### Task inputs ###

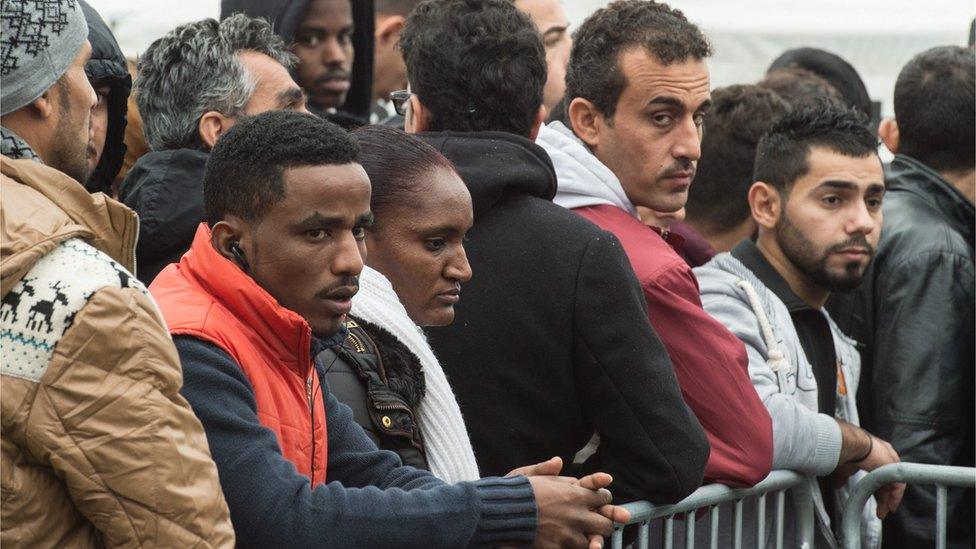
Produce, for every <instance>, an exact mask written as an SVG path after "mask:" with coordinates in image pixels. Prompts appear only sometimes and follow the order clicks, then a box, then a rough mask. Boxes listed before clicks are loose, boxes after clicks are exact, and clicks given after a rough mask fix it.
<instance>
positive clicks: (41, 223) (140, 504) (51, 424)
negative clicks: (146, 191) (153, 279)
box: [0, 0, 234, 548]
mask: <svg viewBox="0 0 976 549" xmlns="http://www.w3.org/2000/svg"><path fill="white" fill-rule="evenodd" d="M87 36H88V25H87V24H86V21H85V15H84V14H83V12H82V6H81V5H80V4H79V2H78V1H77V0H57V1H55V0H45V1H43V2H42V1H39V0H33V1H31V0H25V1H18V2H4V4H3V9H2V12H0V59H2V62H0V77H2V79H3V88H2V91H0V104H2V113H0V115H2V116H0V125H2V126H0V135H2V153H3V156H2V157H0V171H2V176H0V194H2V195H3V201H2V202H0V234H2V235H3V238H2V245H0V253H2V255H0V280H2V291H0V297H2V302H0V347H2V349H3V357H2V359H0V403H2V412H0V414H2V415H0V424H2V433H0V436H2V440H3V445H2V451H0V470H2V471H3V475H2V476H0V500H2V503H0V521H2V522H3V527H2V528H0V545H4V546H23V547H82V548H84V547H233V545H234V532H233V530H232V529H231V523H230V517H229V514H228V511H227V504H226V503H225V501H224V497H223V494H222V492H221V490H220V484H219V482H218V478H217V468H216V467H215V466H214V463H213V460H212V459H211V457H210V451H209V449H208V447H207V439H206V437H205V435H204V432H203V428H202V427H201V425H200V422H199V421H198V420H197V418H196V417H195V416H194V415H193V412H192V411H191V410H190V406H189V405H188V404H187V402H186V400H184V399H183V398H182V397H181V396H180V395H179V390H180V386H181V385H182V382H183V377H182V373H181V371H180V365H179V362H178V358H177V355H176V349H175V348H174V347H173V342H172V340H171V339H170V337H169V334H168V333H167V332H166V328H165V325H164V324H163V321H162V318H161V317H160V316H159V311H158V309H157V308H156V305H155V303H153V300H152V298H151V297H150V296H149V293H148V291H147V290H146V288H145V286H143V285H142V284H140V283H139V281H138V280H136V279H135V277H133V275H132V270H133V269H134V268H135V261H134V255H135V250H134V249H135V241H136V235H137V234H138V232H139V220H138V218H137V217H136V214H135V213H133V212H132V211H131V210H129V209H128V208H126V207H125V206H123V205H121V204H119V203H118V202H116V201H114V200H112V199H110V198H108V197H106V196H105V195H104V194H102V193H94V194H89V192H88V191H87V190H86V189H85V188H84V187H83V186H82V184H83V183H84V182H85V181H86V180H87V179H88V175H89V174H88V168H89V163H88V157H87V151H88V146H89V141H90V140H91V137H90V135H91V130H90V128H91V111H92V108H93V107H94V106H95V103H96V96H95V91H94V90H93V89H92V86H91V84H90V83H89V81H88V77H87V76H86V75H85V65H86V64H87V63H88V61H89V59H90V57H91V55H92V46H91V44H90V43H89V41H88V40H87V39H86V37H87Z"/></svg>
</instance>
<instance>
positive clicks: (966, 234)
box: [829, 155, 976, 548]
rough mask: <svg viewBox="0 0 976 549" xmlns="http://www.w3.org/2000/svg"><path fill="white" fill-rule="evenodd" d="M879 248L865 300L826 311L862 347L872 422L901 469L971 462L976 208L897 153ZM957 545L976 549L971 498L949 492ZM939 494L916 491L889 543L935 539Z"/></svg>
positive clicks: (888, 174) (861, 404) (854, 302)
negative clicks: (974, 252)
mask: <svg viewBox="0 0 976 549" xmlns="http://www.w3.org/2000/svg"><path fill="white" fill-rule="evenodd" d="M885 179H886V183H887V187H888V193H887V194H886V195H885V199H884V209H883V212H884V225H883V229H882V231H881V242H880V243H879V244H878V251H877V255H876V256H875V259H874V264H873V266H872V269H873V272H872V273H871V274H870V276H868V277H867V279H866V283H865V284H864V285H863V286H862V287H861V288H860V289H858V291H857V292H855V293H853V294H849V295H848V296H837V297H836V298H835V299H833V300H832V302H831V303H830V304H829V307H830V311H831V314H832V315H833V314H834V313H836V316H835V318H836V319H837V321H838V323H839V325H840V327H841V329H844V330H845V331H847V332H848V333H849V334H851V335H852V336H853V337H854V338H855V339H857V340H858V341H860V342H862V343H863V345H862V356H863V359H864V360H863V361H862V362H863V364H864V372H862V375H861V379H862V380H864V381H866V382H867V388H866V389H865V390H863V391H859V393H858V397H859V407H860V408H861V409H862V410H864V412H866V414H865V419H866V421H867V424H866V425H865V426H866V427H867V428H868V429H869V430H872V432H874V433H876V434H877V435H878V436H879V437H881V438H882V439H885V440H887V441H889V442H890V443H891V444H892V446H894V447H895V450H897V451H898V454H899V455H900V457H901V460H902V461H911V462H919V463H936V464H943V465H962V466H969V467H972V466H973V464H974V452H976V449H974V430H976V425H974V422H973V414H974V403H973V393H974V391H976V388H974V384H973V371H974V366H973V364H974V354H973V348H974V338H976V335H974V324H973V319H974V315H976V309H974V299H976V296H974V288H973V286H974V259H973V246H974V223H976V215H974V208H973V204H972V203H971V202H969V200H968V199H966V198H965V197H964V196H963V195H962V193H960V192H959V191H958V190H957V189H956V188H955V187H953V186H952V185H951V184H950V183H949V182H947V181H946V180H944V179H943V178H942V177H940V176H939V175H938V174H937V173H936V172H934V171H932V170H931V169H929V168H928V167H926V166H925V165H923V164H922V163H921V162H918V161H917V160H915V159H913V158H910V157H908V156H903V155H896V156H895V159H894V160H893V161H892V163H891V165H890V166H889V167H888V170H887V172H886V174H885ZM949 505H950V506H949V522H948V524H949V545H950V546H951V547H972V546H973V541H974V538H973V522H974V519H973V516H974V508H973V492H972V491H966V492H963V491H961V490H950V491H949ZM934 518H935V491H934V487H932V486H922V487H919V486H914V485H909V486H908V490H907V491H906V492H905V499H904V501H902V504H901V507H900V508H899V509H898V512H897V513H895V514H893V515H892V516H891V517H889V518H888V519H887V520H885V522H884V536H883V539H884V545H885V547H906V548H908V547H924V546H926V545H931V543H932V539H933V538H934V535H935V520H934Z"/></svg>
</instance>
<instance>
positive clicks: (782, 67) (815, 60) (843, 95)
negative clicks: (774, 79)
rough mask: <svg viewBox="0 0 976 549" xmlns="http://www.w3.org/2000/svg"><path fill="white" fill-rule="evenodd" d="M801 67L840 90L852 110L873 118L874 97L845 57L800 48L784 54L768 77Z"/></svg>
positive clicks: (812, 50) (784, 52) (846, 101)
mask: <svg viewBox="0 0 976 549" xmlns="http://www.w3.org/2000/svg"><path fill="white" fill-rule="evenodd" d="M787 67H798V68H801V69H807V70H809V71H813V72H814V73H816V74H817V75H819V76H821V77H822V78H823V79H824V80H826V81H827V82H830V85H831V86H833V87H834V89H836V90H837V92H838V93H839V94H840V96H841V98H842V99H843V101H844V103H845V104H846V105H847V106H848V107H854V108H856V109H857V110H859V111H861V112H862V113H864V115H865V116H871V112H872V107H871V96H870V95H868V89H867V87H866V86H865V85H864V80H861V75H859V74H858V73H857V69H855V68H854V66H853V65H851V64H850V63H848V62H847V61H846V60H844V58H843V57H841V56H839V55H837V54H835V53H831V52H829V51H827V50H822V49H820V48H796V49H792V50H787V51H785V52H783V54H782V55H780V56H779V57H777V58H776V59H774V60H773V62H772V63H771V64H770V65H769V69H768V70H767V71H766V72H767V73H769V72H772V71H774V70H776V69H782V68H787Z"/></svg>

###

• **What you have to do**
Swap "clicks" for "points" everywhere in the records and write them out again, changing nothing else and leaving out the pictures.

• **Written response**
Produce, for every <instance>, an exact mask written as an SVG path after "mask:" with coordinates in image pixels. Prompts appear only sometimes and follow the order points, then a box, then a rough mask. Boxes listed before points are loose, boxes after points are exact, and points given after a rough mask fix it.
<instance>
positive points: (41, 223) (140, 504) (51, 424)
negative points: (146, 191) (153, 279)
box: [0, 0, 234, 548]
mask: <svg viewBox="0 0 976 549" xmlns="http://www.w3.org/2000/svg"><path fill="white" fill-rule="evenodd" d="M87 36H88V25H87V24H86V21H85V15H84V14H83V12H82V6H81V5H80V4H79V2H78V1H77V0H57V1H55V0H45V1H43V2H42V1H39V0H33V1H31V0H25V1H18V2H4V4H3V9H2V12H0V59H2V62H0V77H2V79H3V88H2V91H0V104H2V113H0V115H2V116H0V125H2V126H0V135H2V153H3V156H2V157H0V171H2V176H0V194H2V195H3V201H2V202H0V234H2V235H3V238H2V245H0V253H2V255H0V280H2V291H0V297H2V302H0V347H2V349H3V357H2V359H0V403H2V412H0V414H2V415H0V424H2V433H0V436H2V440H3V445H2V451H0V470H2V471H3V475H2V476H0V500H2V503H0V521H2V522H3V527H2V528H0V545H4V546H23V547H82V548H84V547H233V545H234V532H233V530H232V529H231V523H230V517H229V514H228V511H227V504H226V503H225V501H224V497H223V494H222V492H221V490H220V484H219V482H218V478H217V468H216V467H215V466H214V463H213V460H212V459H211V457H210V451H209V449H208V447H207V439H206V437H205V435H204V432H203V428H202V427H201V425H200V422H199V421H198V420H197V418H196V417H195V416H194V415H193V412H192V411H191V410H190V406H189V405H188V404H187V402H186V400H184V399H183V398H182V397H181V396H180V395H179V390H180V386H181V385H182V382H183V377H182V373H181V371H180V365H179V362H178V358H177V355H176V349H175V348H174V347H173V342H172V340H171V339H170V337H169V334H168V333H167V332H166V328H165V325H164V324H163V321H162V318H161V317H160V316H159V311H158V309H157V308H156V305H155V303H153V300H152V298H151V297H150V296H149V293H148V291H147V290H146V288H145V286H143V285H142V284H140V283H139V281H138V280H136V279H135V277H133V275H132V270H133V269H134V268H135V261H134V255H135V250H134V249H135V241H136V235H137V234H138V232H139V220H138V218H137V217H136V214H135V213H133V212H132V211H131V210H129V209H128V208H126V207H125V206H123V205H121V204H119V203H118V202H116V201H114V200H112V199H110V198H108V197H106V196H105V195H104V194H102V193H94V194H89V192H88V191H87V190H86V189H85V188H84V187H83V186H82V184H83V183H84V182H85V181H86V180H87V179H88V175H89V174H88V168H89V163H88V157H87V151H88V146H89V141H90V140H91V137H90V135H91V130H90V128H91V111H92V108H93V107H94V106H95V103H96V96H95V91H94V90H93V89H92V86H91V84H90V83H89V81H88V77H87V76H86V75H85V65H86V64H87V63H88V61H89V59H90V57H91V55H92V46H91V44H90V43H89V41H88V40H87V39H86V37H87Z"/></svg>
</instance>
<instance>
positive points: (966, 234)
box: [829, 155, 976, 548]
rough mask: <svg viewBox="0 0 976 549" xmlns="http://www.w3.org/2000/svg"><path fill="white" fill-rule="evenodd" d="M879 248L865 300L826 311L862 347L872 422L901 469L971 462L976 208L897 153ZM957 545L976 549L971 498L949 492ZM939 494L916 491L889 543L935 539Z"/></svg>
positive points: (888, 174) (861, 404) (854, 302)
negative points: (974, 252)
mask: <svg viewBox="0 0 976 549" xmlns="http://www.w3.org/2000/svg"><path fill="white" fill-rule="evenodd" d="M885 179H886V183H887V187H888V193H887V194H886V195H885V199H884V209H883V212H884V225H883V229H882V231H881V242H880V243H879V244H878V251H877V255H876V256H875V259H874V264H873V266H872V269H873V272H872V273H871V274H870V276H868V277H867V279H866V283H865V284H864V285H863V286H862V287H861V288H860V289H858V291H857V292H855V293H853V294H849V295H848V296H837V297H836V298H835V299H833V300H832V302H831V303H830V304H829V307H830V311H831V314H832V315H833V314H834V313H836V316H835V318H836V319H837V321H838V323H839V325H840V327H841V329H844V330H845V331H847V332H848V333H849V334H851V335H852V336H853V337H854V338H855V339H857V340H858V341H860V342H862V343H863V345H862V356H863V359H864V360H863V361H862V362H863V364H864V372H862V375H861V379H862V380H864V381H866V382H867V388H866V389H865V390H863V391H859V393H858V397H859V407H860V408H861V409H862V410H864V412H866V414H865V419H866V421H867V424H866V425H865V426H866V427H867V428H868V429H869V430H872V432H874V433H876V434H877V435H878V436H879V437H881V438H882V439H885V440H887V441H889V442H890V443H891V444H892V446H894V447H895V450H897V451H898V454H899V455H900V457H901V460H902V461H911V462H919V463H936V464H943V465H962V466H969V467H972V466H973V464H974V452H976V449H974V430H976V425H974V422H973V414H974V403H973V393H974V391H976V388H974V384H973V371H974V366H973V364H974V354H973V348H974V338H976V335H974V324H973V319H974V315H976V309H974V299H976V296H974V288H973V286H974V259H973V246H974V223H976V215H974V208H973V204H972V203H971V202H969V200H968V199H966V198H965V197H964V196H963V195H962V193H960V192H959V191H958V190H957V189H956V188H955V187H953V186H952V185H951V184H950V183H949V182H947V181H946V180H944V179H943V178H942V177H940V176H939V175H938V174H937V173H936V172H934V171H932V170H931V169H929V168H928V167H926V166H925V165H923V164H922V163H921V162H918V161H917V160H915V159H913V158H910V157H908V156H903V155H896V156H895V159H894V160H893V161H892V163H891V165H890V166H889V167H888V170H887V172H886V174H885ZM949 505H950V506H949V522H948V524H949V545H950V546H951V547H972V546H973V541H974V538H973V522H974V519H973V516H974V508H973V492H972V491H966V492H963V491H961V490H950V491H949ZM934 518H935V491H934V487H932V486H922V487H919V486H914V485H909V486H908V490H907V491H906V492H905V499H904V501H902V504H901V507H900V508H899V509H898V512H897V513H895V514H893V515H892V516H891V517H889V518H888V519H887V520H885V522H884V536H883V539H884V545H885V547H906V548H908V547H924V546H926V545H931V543H932V539H933V538H934V535H935V520H934Z"/></svg>
</instance>
<instance>
positive points: (782, 67) (815, 60) (843, 95)
negative points: (774, 79)
rough mask: <svg viewBox="0 0 976 549" xmlns="http://www.w3.org/2000/svg"><path fill="white" fill-rule="evenodd" d="M801 67L840 90L852 110L873 118L874 97L845 57L800 48L784 54L768 77Z"/></svg>
positive points: (812, 50) (784, 52) (846, 101)
mask: <svg viewBox="0 0 976 549" xmlns="http://www.w3.org/2000/svg"><path fill="white" fill-rule="evenodd" d="M787 67H798V68H801V69H807V70H809V71H813V72H814V73H816V74H817V75H819V76H821V77H822V78H823V79H824V80H826V81H827V82H830V85H831V86H833V87H834V89H836V90H837V92H838V93H839V94H840V96H841V98H842V99H843V101H844V103H845V104H846V105H847V106H848V107H854V108H856V109H857V110H859V111H861V112H862V113H864V115H865V116H871V112H872V107H871V96H870V95H868V89H867V87H866V86H865V85H864V80H861V75H859V74H858V73H857V69H855V68H854V66H853V65H851V64H850V63H848V62H847V61H846V60H844V58H843V57H841V56H839V55H837V54H835V53H831V52H829V51H827V50H822V49H820V48H796V49H792V50H787V51H785V52H783V54H782V55H780V56H779V57H777V58H776V59H774V60H773V62H772V63H771V64H770V65H769V69H768V70H767V71H766V72H767V73H769V72H772V71H774V70H776V69H782V68H787Z"/></svg>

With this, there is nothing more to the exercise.